In December 1902, the two leagues agreed to coexist. After some
shuffling back and forth of the players whom each had recently raided from
the other, they came to a formal agreement. They would respect each other's
rights to players and operate under the same rules, for both wanted to hold
down costs and start making some real money. The success of the
American League was made almost certain.
Yet Johnson, emboldened by victory and drunk with power,
wanted more. At his insistence, the price of peace between the two leagues
included the ultimate prize — his right to place an American League team in
New York. Placing a team in the outer boroughs was not an option, for they
lacked both the cachet and the potential financial bonanza of a team in
Manhattan. It was Manhattan or nothing.
The National League grudgingly agreed, and Johnson giddily
signed still more high-priced talent for his new club, including former
Baltimore star Wee Willie Keeler. For the good of the league, he convinced
Chicago White Sox owner Charles Comiskey to give up star pitcher and
manager Clark Griffith to lead the new franchise. For the time being, the
press simply called the team the generic "New York Americans," to
differentiate it from the National League Giants.

• Extracted data:
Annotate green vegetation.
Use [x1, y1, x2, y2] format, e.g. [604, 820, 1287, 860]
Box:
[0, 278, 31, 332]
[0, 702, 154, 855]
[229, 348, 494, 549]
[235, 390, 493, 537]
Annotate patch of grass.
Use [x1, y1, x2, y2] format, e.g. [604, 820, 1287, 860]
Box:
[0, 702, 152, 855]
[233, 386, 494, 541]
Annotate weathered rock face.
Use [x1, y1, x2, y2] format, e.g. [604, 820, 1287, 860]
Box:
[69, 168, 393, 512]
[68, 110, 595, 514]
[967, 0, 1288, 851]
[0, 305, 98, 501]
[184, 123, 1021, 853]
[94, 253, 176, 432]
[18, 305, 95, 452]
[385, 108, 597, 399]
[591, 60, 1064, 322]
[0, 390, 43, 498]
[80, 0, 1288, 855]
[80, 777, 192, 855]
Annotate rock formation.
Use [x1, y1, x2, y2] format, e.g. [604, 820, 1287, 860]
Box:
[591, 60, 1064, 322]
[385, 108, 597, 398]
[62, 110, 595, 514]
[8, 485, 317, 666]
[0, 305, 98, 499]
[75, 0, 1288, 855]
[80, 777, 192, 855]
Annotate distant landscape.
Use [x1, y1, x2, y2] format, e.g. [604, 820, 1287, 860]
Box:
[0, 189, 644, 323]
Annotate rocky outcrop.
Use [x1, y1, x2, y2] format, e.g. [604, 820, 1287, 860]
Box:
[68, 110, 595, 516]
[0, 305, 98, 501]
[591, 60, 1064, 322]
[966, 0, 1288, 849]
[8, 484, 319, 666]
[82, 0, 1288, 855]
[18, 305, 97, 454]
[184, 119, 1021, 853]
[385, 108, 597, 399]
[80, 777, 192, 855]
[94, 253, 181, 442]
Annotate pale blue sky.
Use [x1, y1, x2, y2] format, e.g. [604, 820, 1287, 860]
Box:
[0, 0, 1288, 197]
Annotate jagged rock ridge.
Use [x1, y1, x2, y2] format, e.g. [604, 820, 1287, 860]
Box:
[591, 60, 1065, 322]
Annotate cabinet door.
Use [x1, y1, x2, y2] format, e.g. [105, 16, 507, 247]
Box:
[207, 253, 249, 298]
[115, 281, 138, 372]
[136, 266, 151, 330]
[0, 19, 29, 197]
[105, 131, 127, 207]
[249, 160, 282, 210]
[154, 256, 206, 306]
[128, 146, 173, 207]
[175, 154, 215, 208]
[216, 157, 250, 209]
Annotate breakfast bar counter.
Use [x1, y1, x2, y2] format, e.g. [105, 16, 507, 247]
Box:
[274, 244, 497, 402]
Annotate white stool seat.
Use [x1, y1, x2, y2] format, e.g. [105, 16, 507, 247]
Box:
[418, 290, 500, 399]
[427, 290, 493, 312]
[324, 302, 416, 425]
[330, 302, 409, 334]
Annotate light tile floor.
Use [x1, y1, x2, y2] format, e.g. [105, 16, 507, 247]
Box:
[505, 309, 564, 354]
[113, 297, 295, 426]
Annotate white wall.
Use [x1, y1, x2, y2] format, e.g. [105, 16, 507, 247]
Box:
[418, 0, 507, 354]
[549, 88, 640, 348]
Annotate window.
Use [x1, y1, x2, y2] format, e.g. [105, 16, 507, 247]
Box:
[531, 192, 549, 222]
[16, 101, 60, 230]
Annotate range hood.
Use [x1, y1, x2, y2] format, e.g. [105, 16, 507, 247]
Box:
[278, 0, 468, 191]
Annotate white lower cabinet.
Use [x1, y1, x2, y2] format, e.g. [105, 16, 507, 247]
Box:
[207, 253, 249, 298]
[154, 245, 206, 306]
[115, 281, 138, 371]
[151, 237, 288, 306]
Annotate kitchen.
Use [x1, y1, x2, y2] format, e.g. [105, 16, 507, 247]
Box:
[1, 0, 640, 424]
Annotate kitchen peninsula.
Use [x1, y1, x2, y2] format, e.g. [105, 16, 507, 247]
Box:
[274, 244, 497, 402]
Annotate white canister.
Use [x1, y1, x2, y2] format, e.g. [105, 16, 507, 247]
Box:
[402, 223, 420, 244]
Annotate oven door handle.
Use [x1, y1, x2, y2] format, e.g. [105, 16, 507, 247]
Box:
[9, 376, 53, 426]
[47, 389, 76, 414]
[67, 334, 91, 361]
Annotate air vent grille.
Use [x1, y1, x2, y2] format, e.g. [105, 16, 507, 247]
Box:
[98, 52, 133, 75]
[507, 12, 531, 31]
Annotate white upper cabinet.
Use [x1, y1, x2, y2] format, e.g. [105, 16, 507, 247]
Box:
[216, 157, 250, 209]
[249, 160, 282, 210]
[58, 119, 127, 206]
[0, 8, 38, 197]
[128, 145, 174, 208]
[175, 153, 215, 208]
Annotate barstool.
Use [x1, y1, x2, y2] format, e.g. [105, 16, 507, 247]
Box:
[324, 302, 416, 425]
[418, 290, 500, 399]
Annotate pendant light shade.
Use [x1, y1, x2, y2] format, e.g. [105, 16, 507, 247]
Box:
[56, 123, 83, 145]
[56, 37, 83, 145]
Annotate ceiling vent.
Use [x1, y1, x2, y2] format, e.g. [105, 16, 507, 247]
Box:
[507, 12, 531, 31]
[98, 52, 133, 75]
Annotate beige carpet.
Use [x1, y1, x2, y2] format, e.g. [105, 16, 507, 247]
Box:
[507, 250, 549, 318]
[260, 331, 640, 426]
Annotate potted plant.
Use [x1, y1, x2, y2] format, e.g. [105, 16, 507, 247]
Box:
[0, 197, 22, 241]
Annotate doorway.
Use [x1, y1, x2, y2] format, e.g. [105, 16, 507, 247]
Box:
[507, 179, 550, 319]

• Jobs:
a) In the baseball history text, which team owner did Johnson persuade to give up Clark Griffith?
b) Carry on the baseball history text about the American League's new club in New York, picking up after its final sentence.
The material after the baseball history text is unrelated to it.

• Response list:
a) Chicago White Sox owner Charles Comiskey.

b)
From the start, this new team was preordained to be the most
dominant club in the game. New York was different. The city — and the
situation — demanded it. As Johnson said, "It took a great deal of money to
land this team, which I have every reason to believe will rank high among the
leaders in the American League race." In Boston he had already employed a
similar strategy, creating a powerhouse American League franchise that had
quickly crushed the long-established National League team and turned the
city into an American League stronghold.
Yet Johnson was still an immigrant in New York and naive in the
ways of the big city. He thought that the recent accord with the NL had
solved his problem of finding a home in Manhattan and expected the process
to proceed smoothly. He had even paid a tithe, a donation of $5,000 —
chump change — to the Tammany political machine, believing this would
grease the skids. After all, Andrew Freedman was apparently out of the
picture. A businessman at heart, Freedman had cut his losses in the face of
competition, selling the Giants to John Brush for more than $150,000 — not
a bad return on his investment.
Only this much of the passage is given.